Выбранный фрагмент ->
⁂
Феноменологическая концепция М. Мерло-Понти
Л.Ю. Соколова
История философии, культура и мировоззрение. К 60-летию профессора А.С. Колесникова. СПб.: Санкт-Петербургское философское общество, 2000.
Центральная проблема философии М. Мерло-Понти — взаимоотношение сознания и мира. Этот вопрос он формулирует уже в своей первой книге «Структура поведения» (1942), не обнаруживающей еще никакого влияния гуссерлевской феноменологии. Здесь автор видит свою задачу в поиске промежуточной позиции, опосредующей интеллектуализм, исходящий из «чистого сознания», и эмпиризм, апеллирующий к природной субстанции, а решение находит в исследовании конкретного существования и эволюции живого организма вплоть до возникновения символических форм организации поведения человека.
Собственную феноменологическую концепцию Мерло-Понти излагает впервые в докторской диссертации «Феноменология восприятия» (1945), где отстаивает мысль о том, что классическое противопоставление сознания и мира, души и тела — ошибка рефлексивной философии, преодолеть которую в состоянии верно понятая феноменология. В отличие от Ж.-П. Сартра, который, редуцируя трансцендентального субъекта и как исходное обнаруживая дорефлексивное cogito — ничто, негативно связанное с бытием (в-себе), и демонстрирует в своей дуалистической онтологии эту ошибку, Мерло-Понти стремится найти более фундаментальный, предшествующий любому сознанию экзистенциальный опыт бытия в мире. Он обращает внимание в учении Гуссерля на поздние размышления о жизненном мире и пассивном синтезе, благодаря которым немецкий философ подошел к «границам феноменологии». В работах «Анализ пассивного синтеза», «Картезианские размышления», «Кризис европейских наук и трансцендентальная феноменология», «Начало геометрии» и др. он выдвинул мысль о том, что активной конституирующей работе сознания предшествует некое более примитивное смыслообразование, пассивный синтез объектов жизненного мира, который осуществляется пассивным, или потенциальным, сознанием. Следуя этой мысли и используя соответствующие понятия гуссерлевского учения, французский философ различает активную (d’act) и действующую (operant) интенциональность, но в отличие от Гуссерля относит последнюю не к пассивному сознанию, но к телу. В этом и состоит его главный ход в расширении предметного поля феноменологии. Не сознание, а живое собственное тело (le corps propre) определяет способ бытия в мире экзистенции, которая является конкретным телесным бытием, или «воплощенным сознанием».
⁂
Задание 1 ->
Перепишите дословно часть фрагмента о концепции Мерло-Понти между словами «Феноменологическая концепция М.» и «философское общество, 2000.» включительно.
Фрагмент и записи взяты из разных источников.
⁂
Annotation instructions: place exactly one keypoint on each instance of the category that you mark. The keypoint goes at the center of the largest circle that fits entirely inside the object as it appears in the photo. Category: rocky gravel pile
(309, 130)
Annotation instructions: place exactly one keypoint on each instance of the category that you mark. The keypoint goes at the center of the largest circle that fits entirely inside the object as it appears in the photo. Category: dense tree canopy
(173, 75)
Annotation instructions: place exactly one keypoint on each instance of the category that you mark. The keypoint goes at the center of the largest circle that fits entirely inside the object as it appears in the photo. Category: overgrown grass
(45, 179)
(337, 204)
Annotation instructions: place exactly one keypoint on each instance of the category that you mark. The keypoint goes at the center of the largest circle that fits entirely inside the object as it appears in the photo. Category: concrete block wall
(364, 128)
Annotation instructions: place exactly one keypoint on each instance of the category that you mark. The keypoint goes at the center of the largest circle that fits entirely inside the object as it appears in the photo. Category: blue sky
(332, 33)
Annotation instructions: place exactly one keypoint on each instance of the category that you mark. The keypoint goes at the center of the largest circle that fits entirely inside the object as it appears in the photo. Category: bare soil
⁂
Задание 2 ->
Преобразуйте все записи в таблицу Markdown со столбцами «№» и «Строка», где указаны номер строки и сама строка. Пустые строки в таблицу не включайте.

Полный ответ 1 ->
Феноменологическая концепция М. Мерло-Понти
Л.Ю. Соколова
История философии, культура и мировоззрение. К 60-летию профессора А.С. Колесникова. СПб.: Санкт-Петербургское философское общество, 2000.

Полный ответ 2 ->
| № | Строка |
|---|---|
| 1 | Annotation instructions: place exactly one keypoint on each instance of the category that you mark. The keypoint goes at the center of the largest circle that fits entirely inside the object as it appears in the photo. Category: rocky gravel pile |
| 2 | (309, 130) |
| 3 | Annotation instructions: place exactly one keypoint on each instance of the category that you mark. The keypoint goes at the center of the largest circle that fits entirely inside the object as it appears in the photo. Category: dense tree canopy |
| 4 | (173, 75) |
| 5 | Annotation instructions: place exactly one keypoint on each instance of the category that you mark. The keypoint goes at the center of the largest circle that fits entirely inside the object as it appears in the photo. Category: overgrown grass |
| 6 | (45, 179) |
| 7 | (337, 204) |
| 8 | Annotation instructions: place exactly one keypoint on each instance of the category that you mark. The keypoint goes at the center of the largest circle that fits entirely inside the object as it appears in the photo. Category: concrete block wall |
| 9 | (364, 128) |
| 10 | Annotation instructions: place exactly one keypoint on each instance of the category that you mark. The keypoint goes at the center of the largest circle that fits entirely inside the object as it appears in the photo. Category: blue sky |
| 11 | (332, 33) |
| 12 | Annotation instructions: place exactly one keypoint on each instance of the category that you mark. The keypoint goes at the center of the largest circle that fits entirely inside the object as it appears in the photo. Category: bare soil |